● **Your task**: Check every line of the data below for the string "woman", and copy the ones that hold it.

● **Extracted data**:
-- Opening Marker --

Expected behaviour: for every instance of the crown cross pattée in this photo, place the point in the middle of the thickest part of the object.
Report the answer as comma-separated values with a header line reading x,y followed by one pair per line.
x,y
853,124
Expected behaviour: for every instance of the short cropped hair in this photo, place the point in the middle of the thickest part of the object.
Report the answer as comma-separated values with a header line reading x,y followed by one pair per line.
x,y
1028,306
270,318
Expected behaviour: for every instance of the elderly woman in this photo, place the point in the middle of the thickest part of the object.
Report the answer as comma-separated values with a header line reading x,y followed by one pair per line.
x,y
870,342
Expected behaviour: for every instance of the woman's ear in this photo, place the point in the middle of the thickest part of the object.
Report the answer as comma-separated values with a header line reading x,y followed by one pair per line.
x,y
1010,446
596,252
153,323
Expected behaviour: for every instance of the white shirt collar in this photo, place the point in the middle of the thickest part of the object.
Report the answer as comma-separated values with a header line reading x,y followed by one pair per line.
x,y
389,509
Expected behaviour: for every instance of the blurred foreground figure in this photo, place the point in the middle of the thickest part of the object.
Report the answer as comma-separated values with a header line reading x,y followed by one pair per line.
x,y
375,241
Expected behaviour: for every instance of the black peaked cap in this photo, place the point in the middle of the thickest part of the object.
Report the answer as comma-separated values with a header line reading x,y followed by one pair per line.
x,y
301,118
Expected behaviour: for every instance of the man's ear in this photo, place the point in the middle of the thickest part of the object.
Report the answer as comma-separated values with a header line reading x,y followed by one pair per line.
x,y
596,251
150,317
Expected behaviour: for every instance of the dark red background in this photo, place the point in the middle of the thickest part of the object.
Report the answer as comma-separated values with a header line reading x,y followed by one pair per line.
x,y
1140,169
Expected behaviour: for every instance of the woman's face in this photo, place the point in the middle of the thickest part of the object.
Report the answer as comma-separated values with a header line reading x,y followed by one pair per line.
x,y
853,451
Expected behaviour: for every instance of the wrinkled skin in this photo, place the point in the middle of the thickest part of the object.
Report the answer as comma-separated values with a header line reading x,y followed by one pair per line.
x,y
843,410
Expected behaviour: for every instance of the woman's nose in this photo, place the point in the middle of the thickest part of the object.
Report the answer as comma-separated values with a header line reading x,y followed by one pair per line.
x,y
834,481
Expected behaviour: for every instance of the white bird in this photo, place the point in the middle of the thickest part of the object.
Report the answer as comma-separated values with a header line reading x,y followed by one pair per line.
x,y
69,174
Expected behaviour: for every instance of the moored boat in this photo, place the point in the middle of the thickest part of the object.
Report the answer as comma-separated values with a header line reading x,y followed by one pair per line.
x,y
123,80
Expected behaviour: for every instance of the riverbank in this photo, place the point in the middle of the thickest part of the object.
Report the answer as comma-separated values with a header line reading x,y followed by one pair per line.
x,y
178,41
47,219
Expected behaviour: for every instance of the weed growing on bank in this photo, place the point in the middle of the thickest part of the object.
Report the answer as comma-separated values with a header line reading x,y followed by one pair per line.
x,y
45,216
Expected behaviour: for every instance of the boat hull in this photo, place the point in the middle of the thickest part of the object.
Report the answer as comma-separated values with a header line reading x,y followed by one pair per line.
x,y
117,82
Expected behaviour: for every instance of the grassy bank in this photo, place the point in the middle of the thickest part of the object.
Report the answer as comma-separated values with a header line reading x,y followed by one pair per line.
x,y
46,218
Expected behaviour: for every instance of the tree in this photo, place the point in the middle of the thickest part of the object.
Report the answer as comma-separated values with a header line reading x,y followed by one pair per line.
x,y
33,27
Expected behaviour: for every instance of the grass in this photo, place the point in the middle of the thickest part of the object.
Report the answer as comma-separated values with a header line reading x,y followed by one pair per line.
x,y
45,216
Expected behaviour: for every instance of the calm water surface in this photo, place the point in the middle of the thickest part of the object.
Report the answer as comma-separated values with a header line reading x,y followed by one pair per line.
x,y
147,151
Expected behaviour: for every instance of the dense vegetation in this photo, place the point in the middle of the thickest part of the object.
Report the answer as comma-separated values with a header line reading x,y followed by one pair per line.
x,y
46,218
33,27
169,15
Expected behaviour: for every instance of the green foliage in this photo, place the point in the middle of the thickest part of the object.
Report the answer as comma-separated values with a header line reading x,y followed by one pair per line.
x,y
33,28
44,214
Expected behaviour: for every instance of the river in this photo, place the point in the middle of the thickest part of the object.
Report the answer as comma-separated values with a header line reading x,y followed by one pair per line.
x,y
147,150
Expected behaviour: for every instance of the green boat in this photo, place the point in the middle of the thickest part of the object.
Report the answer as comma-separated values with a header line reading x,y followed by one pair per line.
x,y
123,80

-- Closing Marker --
-- Opening Marker --

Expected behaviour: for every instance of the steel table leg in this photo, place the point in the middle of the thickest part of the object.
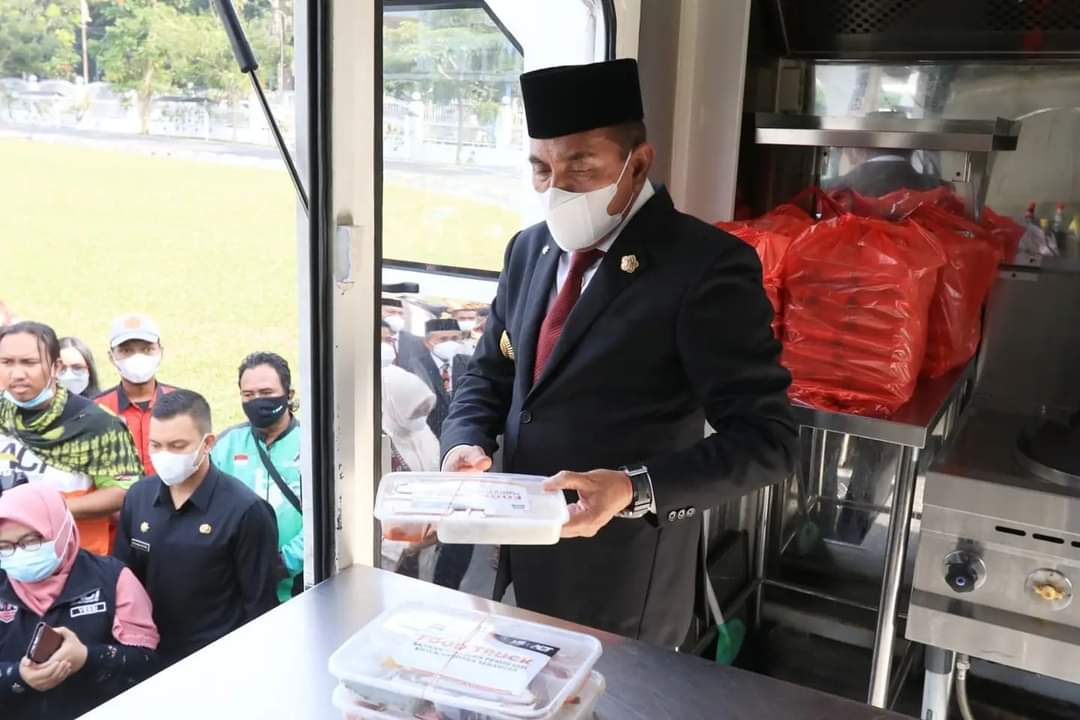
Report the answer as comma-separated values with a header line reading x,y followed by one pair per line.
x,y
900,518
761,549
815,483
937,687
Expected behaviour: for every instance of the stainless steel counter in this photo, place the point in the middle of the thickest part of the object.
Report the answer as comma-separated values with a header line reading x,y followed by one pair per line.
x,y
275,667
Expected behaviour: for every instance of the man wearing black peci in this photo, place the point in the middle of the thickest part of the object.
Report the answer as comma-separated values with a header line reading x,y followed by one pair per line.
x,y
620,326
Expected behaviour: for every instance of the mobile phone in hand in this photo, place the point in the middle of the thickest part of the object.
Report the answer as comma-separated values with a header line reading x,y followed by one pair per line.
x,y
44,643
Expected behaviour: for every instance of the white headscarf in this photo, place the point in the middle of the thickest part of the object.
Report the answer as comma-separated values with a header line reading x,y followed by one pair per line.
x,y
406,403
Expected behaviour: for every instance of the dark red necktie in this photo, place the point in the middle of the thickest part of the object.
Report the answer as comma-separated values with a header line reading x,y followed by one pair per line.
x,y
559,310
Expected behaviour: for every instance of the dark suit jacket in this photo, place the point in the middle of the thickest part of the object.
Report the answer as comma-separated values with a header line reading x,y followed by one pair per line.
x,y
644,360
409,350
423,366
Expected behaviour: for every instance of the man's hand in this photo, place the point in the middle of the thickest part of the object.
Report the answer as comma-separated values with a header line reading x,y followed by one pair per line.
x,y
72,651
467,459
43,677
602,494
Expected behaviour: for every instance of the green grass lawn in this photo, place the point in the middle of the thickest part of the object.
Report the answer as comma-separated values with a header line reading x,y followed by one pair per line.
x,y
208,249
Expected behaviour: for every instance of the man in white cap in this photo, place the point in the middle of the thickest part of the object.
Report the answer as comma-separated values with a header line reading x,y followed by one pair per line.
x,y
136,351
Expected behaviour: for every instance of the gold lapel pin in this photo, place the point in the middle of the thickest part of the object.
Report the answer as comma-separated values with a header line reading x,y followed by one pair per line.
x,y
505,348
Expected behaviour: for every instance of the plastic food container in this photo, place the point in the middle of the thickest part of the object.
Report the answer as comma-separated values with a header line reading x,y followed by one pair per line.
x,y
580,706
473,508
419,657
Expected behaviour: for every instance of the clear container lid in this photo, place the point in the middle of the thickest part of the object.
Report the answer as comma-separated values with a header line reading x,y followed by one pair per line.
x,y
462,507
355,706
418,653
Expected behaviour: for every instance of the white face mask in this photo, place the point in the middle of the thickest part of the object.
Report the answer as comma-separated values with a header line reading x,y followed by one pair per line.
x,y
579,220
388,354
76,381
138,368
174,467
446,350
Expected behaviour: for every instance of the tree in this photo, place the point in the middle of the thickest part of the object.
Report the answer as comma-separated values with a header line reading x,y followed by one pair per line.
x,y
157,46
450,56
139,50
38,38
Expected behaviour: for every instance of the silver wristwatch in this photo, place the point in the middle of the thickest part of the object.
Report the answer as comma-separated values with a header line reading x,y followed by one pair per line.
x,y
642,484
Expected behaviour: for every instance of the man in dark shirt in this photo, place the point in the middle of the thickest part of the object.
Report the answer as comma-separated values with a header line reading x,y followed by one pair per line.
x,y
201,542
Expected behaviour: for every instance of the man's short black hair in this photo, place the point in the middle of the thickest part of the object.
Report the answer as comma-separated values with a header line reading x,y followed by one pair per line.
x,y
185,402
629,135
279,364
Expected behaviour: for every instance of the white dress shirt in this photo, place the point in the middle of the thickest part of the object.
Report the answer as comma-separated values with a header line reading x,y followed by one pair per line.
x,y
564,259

-- Closing Marker --

● **Response area**:
Expected behaviour: for every instance of the elderly woman in this photo, place the point in the middle of the thickest part of the object.
Expected behaviour: for every instance of the woman's ear in this photo, place the point in the middle of the thickest part of the object.
Expected behaviour: for every instance of the woman's face in this photo, place the point in the middle of the thickest part of the object.
Expected behaviour: for every instance of the woman's nose in this photo, place the point in the middle of the thickest part of the object.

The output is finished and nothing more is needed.